#### Extracted entries
-------
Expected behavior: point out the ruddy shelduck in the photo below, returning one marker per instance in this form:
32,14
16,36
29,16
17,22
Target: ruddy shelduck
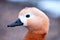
36,21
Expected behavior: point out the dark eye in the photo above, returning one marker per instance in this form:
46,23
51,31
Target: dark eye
27,15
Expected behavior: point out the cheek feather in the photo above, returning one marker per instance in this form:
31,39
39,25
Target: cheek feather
23,19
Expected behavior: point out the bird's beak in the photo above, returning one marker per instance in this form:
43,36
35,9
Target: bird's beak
16,23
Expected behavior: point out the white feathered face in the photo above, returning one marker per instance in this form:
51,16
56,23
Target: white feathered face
24,18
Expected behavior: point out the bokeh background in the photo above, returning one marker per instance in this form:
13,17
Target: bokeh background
9,10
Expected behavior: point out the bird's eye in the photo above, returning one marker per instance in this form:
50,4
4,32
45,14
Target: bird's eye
27,16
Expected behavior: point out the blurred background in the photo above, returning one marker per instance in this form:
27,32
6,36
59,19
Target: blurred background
9,10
-------
#### What this task involves
Give the listing above again in its entirety and exactly; do not include the pictures.

#### Finished exercise
Expected behavior: point out the ruddy shelduck in the photo below, returning one marker per instance in this form:
32,14
16,36
29,16
17,22
Target: ruddy shelduck
36,21
Expected behavior: point out the dark eye in the photo above, returning one marker per instance in this form:
46,23
51,31
Target: dark eye
27,15
Expected behavior: point out the cheek feather in the photo above, returning one marker per instance in this form:
31,39
39,25
Target: cheek feather
23,19
Expected behavior: point out the bird's beak in the photo above, returning one marker per instance in this form:
43,36
35,9
Target: bird's beak
16,23
Expected behavior: point out the white feathered face in the photo above, returning one marker per instance in this form:
51,16
56,23
Target: white feathered face
24,18
Expected behavior: point out the bokeh background in the photo above, returning one marker per instance in this form:
13,17
Target: bokeh background
9,10
Expected behavior: point out the bird's eye in the photo above, returning one marker per instance in this form:
50,4
4,32
45,14
Target: bird's eye
27,16
Expected behavior: point out the blurred background in the photo above, returning one marker per instance in this form:
27,32
6,36
59,19
Target: blurred background
9,10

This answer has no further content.